* GIVEN TEXT *

Start of Block

The doctoral study programme aims at preparing highly qualified scientific workers. Therefore, the study focuses on learning about the theoretical basis of the entire field as well as acquiring detailed knowledge of the most significant findings in a narrow specialization to which the topic of the doctoral thesis is connected. The study focuses on preparation for scientific work in the selected field and the achieved level of knowledge is presented at the state doctoral exam. The ability to achieve scientific results is demonstrated by completing and defending a doctoral thesis.
Doctoral study is offered in a full-time form (daily study and the student receives a scholarship) and a combined form (on-the-job study). The full-time study programme usually takes 4 years and the combined study programme takes 5 years. After a successful presentation of the doctoral thesis, the graduates are awarded an academic degree of "doctor" (abbreviated to Ph.D., used after the name).

End of Block

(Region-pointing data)

Start of Block

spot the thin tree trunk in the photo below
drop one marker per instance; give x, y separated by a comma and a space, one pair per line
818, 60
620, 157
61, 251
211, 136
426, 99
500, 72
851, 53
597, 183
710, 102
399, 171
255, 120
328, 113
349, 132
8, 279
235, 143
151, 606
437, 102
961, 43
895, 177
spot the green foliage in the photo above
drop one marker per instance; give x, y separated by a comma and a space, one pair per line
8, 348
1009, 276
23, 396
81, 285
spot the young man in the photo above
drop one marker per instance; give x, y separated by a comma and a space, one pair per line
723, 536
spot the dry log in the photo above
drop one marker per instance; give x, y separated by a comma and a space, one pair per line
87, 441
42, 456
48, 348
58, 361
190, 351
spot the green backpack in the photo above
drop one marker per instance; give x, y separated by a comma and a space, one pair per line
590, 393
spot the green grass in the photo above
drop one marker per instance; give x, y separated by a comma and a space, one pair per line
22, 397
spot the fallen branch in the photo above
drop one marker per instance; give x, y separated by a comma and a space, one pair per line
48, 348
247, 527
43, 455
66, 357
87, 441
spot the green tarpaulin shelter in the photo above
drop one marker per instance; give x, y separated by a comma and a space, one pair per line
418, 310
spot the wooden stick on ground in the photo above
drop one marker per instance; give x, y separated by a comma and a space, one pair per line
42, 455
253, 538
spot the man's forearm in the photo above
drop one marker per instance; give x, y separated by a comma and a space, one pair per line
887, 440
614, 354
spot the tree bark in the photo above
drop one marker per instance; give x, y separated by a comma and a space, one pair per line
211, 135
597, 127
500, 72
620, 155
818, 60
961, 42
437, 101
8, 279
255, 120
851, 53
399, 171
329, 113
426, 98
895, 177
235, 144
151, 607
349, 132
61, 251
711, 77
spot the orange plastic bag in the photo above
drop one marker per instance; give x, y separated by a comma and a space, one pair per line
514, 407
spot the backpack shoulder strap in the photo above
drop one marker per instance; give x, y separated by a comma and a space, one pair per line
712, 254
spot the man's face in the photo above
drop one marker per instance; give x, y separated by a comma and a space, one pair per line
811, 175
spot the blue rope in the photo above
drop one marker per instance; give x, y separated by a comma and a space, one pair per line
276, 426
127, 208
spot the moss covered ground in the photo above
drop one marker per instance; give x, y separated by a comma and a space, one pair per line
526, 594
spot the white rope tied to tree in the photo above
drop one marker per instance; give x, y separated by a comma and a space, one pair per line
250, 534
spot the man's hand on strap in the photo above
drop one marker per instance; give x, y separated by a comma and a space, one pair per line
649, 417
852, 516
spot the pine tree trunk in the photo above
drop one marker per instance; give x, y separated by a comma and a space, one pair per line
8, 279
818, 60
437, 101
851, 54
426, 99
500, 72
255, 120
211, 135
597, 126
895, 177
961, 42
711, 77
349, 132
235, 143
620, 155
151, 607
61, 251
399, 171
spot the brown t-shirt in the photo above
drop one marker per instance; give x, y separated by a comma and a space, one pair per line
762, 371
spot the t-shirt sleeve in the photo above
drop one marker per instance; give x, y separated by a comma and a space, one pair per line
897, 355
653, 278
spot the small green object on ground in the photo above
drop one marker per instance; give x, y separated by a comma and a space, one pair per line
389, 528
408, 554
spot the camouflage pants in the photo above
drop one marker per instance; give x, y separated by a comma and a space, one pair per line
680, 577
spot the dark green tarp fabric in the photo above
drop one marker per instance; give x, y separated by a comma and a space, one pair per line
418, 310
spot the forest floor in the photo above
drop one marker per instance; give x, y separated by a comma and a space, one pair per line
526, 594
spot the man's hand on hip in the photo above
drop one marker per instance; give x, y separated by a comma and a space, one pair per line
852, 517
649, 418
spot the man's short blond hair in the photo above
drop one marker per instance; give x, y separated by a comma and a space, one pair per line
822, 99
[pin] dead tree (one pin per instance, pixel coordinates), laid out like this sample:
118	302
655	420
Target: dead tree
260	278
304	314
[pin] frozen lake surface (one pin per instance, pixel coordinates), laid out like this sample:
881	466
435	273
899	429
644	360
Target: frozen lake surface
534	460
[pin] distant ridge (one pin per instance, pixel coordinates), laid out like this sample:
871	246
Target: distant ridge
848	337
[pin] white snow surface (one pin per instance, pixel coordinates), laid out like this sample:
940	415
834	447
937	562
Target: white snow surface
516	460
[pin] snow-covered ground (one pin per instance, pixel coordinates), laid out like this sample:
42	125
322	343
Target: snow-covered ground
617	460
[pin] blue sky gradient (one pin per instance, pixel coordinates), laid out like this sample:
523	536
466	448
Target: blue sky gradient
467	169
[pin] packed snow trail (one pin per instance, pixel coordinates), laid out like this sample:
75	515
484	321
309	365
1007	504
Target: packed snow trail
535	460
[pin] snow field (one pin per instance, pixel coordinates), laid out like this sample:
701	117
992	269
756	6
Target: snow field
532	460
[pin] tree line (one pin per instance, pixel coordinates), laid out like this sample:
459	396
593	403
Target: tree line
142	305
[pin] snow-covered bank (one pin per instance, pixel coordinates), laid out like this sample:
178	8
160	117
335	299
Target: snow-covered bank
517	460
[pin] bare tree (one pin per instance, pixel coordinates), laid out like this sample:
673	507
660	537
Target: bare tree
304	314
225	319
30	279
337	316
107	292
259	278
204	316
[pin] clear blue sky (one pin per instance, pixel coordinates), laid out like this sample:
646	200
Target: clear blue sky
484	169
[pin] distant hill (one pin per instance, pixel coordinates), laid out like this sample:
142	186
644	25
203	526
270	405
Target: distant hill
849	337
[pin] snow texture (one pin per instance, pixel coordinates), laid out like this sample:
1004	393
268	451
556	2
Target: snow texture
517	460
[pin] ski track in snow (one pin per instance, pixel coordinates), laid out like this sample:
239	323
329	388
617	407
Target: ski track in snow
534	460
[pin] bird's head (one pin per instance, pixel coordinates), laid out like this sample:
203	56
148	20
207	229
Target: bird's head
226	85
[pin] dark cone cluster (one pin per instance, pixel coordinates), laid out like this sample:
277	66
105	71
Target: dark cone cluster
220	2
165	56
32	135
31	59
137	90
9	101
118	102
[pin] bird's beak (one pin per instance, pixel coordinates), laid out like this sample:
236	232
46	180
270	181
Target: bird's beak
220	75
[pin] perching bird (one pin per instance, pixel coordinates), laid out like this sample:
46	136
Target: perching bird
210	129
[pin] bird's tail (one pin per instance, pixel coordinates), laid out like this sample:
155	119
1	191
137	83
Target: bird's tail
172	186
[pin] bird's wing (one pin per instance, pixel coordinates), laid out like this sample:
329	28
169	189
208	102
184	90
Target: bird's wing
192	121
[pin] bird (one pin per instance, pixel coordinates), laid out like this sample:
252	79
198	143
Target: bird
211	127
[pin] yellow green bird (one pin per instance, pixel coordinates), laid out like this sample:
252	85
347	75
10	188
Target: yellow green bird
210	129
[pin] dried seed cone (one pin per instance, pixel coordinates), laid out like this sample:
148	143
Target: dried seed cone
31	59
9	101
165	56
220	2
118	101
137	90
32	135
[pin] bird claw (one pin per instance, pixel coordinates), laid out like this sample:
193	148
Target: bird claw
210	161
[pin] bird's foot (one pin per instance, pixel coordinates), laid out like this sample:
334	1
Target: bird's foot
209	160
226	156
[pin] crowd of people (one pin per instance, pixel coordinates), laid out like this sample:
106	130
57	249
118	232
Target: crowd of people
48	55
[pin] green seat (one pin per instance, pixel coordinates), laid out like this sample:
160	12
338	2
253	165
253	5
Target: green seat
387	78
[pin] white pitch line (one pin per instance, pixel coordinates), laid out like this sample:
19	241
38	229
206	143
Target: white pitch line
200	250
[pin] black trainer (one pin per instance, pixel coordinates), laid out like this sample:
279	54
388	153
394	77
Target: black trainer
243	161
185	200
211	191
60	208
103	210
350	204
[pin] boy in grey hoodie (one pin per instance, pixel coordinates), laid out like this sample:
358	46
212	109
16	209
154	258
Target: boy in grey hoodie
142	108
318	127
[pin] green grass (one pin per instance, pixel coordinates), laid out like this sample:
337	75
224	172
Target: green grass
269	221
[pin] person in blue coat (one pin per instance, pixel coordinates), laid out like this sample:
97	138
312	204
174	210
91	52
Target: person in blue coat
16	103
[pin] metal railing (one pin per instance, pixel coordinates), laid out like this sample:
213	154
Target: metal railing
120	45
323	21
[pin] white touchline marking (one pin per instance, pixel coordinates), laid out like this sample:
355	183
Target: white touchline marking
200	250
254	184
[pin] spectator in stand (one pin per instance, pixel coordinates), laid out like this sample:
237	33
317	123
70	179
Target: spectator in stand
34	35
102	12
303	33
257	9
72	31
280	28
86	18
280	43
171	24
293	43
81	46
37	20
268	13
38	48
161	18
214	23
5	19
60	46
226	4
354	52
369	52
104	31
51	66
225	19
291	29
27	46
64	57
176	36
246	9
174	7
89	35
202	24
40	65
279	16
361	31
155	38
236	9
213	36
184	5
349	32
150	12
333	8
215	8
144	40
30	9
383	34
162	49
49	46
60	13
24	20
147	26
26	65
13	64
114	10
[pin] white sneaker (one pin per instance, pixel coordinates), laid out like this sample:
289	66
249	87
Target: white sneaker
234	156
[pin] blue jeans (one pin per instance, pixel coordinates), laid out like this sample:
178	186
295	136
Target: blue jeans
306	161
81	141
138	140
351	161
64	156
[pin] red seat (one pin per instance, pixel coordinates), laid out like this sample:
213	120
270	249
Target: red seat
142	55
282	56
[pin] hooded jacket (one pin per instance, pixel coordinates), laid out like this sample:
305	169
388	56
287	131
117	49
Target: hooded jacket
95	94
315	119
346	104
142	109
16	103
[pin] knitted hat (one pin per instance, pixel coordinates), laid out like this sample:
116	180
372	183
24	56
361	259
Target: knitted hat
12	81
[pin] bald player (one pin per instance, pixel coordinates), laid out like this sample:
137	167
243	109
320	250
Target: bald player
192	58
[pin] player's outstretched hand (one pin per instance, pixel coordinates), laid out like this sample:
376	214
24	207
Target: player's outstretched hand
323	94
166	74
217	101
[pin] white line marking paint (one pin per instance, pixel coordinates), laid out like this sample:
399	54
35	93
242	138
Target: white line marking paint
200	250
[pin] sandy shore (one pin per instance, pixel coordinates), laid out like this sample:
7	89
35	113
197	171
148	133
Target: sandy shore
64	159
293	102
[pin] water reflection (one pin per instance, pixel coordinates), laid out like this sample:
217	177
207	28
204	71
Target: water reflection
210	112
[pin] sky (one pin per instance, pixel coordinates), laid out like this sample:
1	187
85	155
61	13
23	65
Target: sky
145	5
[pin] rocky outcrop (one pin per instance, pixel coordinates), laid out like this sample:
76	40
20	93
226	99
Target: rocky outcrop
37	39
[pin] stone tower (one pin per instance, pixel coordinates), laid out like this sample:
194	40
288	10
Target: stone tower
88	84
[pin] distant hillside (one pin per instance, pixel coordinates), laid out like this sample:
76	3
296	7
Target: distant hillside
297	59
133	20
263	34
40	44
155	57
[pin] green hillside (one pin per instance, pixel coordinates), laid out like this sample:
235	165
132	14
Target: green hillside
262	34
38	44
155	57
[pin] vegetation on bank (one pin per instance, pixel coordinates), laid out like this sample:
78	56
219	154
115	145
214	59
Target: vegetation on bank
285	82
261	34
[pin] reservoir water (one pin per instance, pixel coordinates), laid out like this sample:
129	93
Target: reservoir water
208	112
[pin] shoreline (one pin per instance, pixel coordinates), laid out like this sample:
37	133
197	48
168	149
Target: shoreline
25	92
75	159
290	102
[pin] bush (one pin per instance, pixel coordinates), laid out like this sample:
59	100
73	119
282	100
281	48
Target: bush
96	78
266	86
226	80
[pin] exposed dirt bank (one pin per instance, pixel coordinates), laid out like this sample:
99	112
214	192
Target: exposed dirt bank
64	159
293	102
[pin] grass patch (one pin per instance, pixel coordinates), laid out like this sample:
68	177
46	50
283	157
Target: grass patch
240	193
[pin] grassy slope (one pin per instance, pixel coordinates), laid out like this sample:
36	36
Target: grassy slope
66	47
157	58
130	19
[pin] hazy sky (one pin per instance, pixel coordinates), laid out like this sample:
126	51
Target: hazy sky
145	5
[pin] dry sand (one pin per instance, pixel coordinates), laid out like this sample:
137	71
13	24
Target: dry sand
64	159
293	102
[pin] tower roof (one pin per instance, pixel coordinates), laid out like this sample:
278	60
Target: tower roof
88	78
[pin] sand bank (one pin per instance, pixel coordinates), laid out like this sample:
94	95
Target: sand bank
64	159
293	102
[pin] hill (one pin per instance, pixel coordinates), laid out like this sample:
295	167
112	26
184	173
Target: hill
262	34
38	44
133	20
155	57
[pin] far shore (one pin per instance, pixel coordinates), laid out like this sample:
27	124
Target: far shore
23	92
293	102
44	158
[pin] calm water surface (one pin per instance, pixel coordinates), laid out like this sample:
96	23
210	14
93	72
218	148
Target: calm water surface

End of Block

Copy word for word the part of the passage on doctoral study that begins at "Doctoral study is" and stops after "after the name).". These rows are separate from the passage on doctoral study.

Doctoral study is offered in a full-time form (daily study and the student receives a scholarship) and a combined form (on-the-job study). The full-time study programme usually takes 4 years and the combined study programme takes 5 years. After a successful presentation of the doctoral thesis, the graduates are awarded an academic degree of "doctor" (abbreviated to Ph.D., used after the name).